CareerCup

Is it not ambiguity problem. Let's say the sentence has a word "output" then dictionary has two words "out" and "put". So, how do we interpret output word.

Let us there is no ambiguity then it is not simple as follows: Start with first char and check whether that is in dictionary or not (say I) . If it is then just add space after that. If not then check with two chars and if not check 3 chars and so on.

If you assume that the sentence is valid (i.e. has all valid words), then the difficulty is that you have to check whether trying a subword breaks the validity of the rest of the sentence. So what you can do is traverse through the string, whenever you find a word, push a pointer to a stack and restart the counter to track the current word. If you end up getting to the end of the "sentence" and your current word is not a word, then you know the subword was wrong, so pop the stack and try a longer word. See this implementation below:

public static String reconstructSentence(String s, HashMap<String, Boolean> dictionary) {
		int ptr = 0;
		Stack<Integer> spaces = new Stack<Integer>();
		spaces.add(ptr);
		String currWord = "";
		while (!spaces.isEmpty()) {
			currWord = s.substring(spaces.peek(), ptr);
			System.out.println("Curr Word: " + currWord);
			if (dictionary.containsKey(currWord)) {
				System.out.println(">>>Found word: " + currWord);
				spaces.push(ptr);
			}
			if (ptr >= s.length()) {	//reached the end 
				
				if (dictionary.containsKey(currWord)) {
					System.out.println("Sentence is done!");
					spaces.push(ptr);	//Done.

**Raw data**
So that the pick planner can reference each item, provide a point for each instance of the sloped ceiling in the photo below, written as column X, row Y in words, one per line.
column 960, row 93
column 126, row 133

**Stated task**
Write out the part of the thread on splitting a sentence into dictionary words between "Is it not ambiguity" and "chars and so on.", inclusive, swapping "ambiguity" for "confusion".

**Answer to the task**
Is it not confusion problem. Let's say the sentence has a word "output" then dictionary has two words "out" and "put". So, how do we interpret output word.

Let us there is no confusion then it is not simple as follows: Start with first char and check whether that is in dictionary or not (say I) . If it is then just add space after that. If not then check with two chars and if not check 3 chars and so on.